QUOTED TEXT:
____
We can observe that the correlation increase from 2008 to 2009, period of the subprime crisis climax, in all the market groups. On average, in general, the correlations increased about 10% in 2009, compared to those of the year before.

We can also observe that the ADR indices presented higer correlations with all the developed markets, whose average was 0.468, in comparison to the indices of Latin American markets, whose average was 0.384. The correlations between the Latin American markets, specially the ADR indices, and the United States are higher than those between these markets and the other developed countries.

Finally, the regional correlation among the Latin American countries were significant, mainly between the ADR indices, which presented an average of 0.66, while this value was 0.46 for the market indices of these countries.



All the indices presented some typical characteristics of financial return series, known as “stylized facts”, which were: distribution of non-normal and asymmetric returns, excess of kurtosis, that is leptokurtic, with the presence of fatter tails. Nonetheless, despite being present in all the markets, the ADR indices had the highest skewness and kurtosis values. Moreover, all the series were weakly stationary and nonlinear, since their returns did not present independent and identically distributed behavior, indicating the existence of their time dependence. These results were the same found by most of the empirical studies in the field, for instance, Cont (2001) and Praetz (1972). Another aspect which was present in all the indices was the forming of volatility clustering over time. According to Ning, Xu & Wirjanto (2015), this is a well-known stylized fact of asset financial returns.
____
GIVEN REQUEST A:
Translate this sentence from the passage on market correlations into Spanish: "Nonetheless, despite being present in all the markets, the ADR indices had the highest skewness and kurtosis values."
GIVEN REQUEST B:
Quote the passage on market correlations word for word, starting at "All the indices presented" and ending at "asset financial returns.".

SOURCE EXCERPT:
____
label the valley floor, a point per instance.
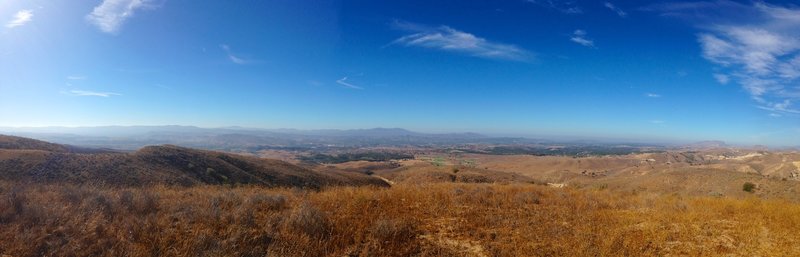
(438, 219)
____
COMPLETE OUTPUT A:
No obstante, a pesar de estar presentes en todos los mercados, los índices ADR tuvieron los valores más altos de asimetría y curtosis.

COMPLETE OUTPUT B:
All the indices presented some typical characteristics of financial return series, known as “stylized facts”, which were: distribution of non-normal and asymmetric returns, excess of kurtosis, that is leptokurtic, with the presence of fatter tails. Nonetheless, despite being present in all the markets, the ADR indices had the highest skewness and kurtosis values. Moreover, all the series were weakly stationary and nonlinear, since their returns did not present independent and identically distributed behavior, indicating the existence of their time dependence. These results were the same found by most of the empirical studies in the field, for instance, Cont (2001) and Praetz (1972). Another aspect which was present in all the indices was the forming of volatility clustering over time. According to Ning, Xu & Wirjanto (2015), this is a well-known stylized fact of asset financial returns.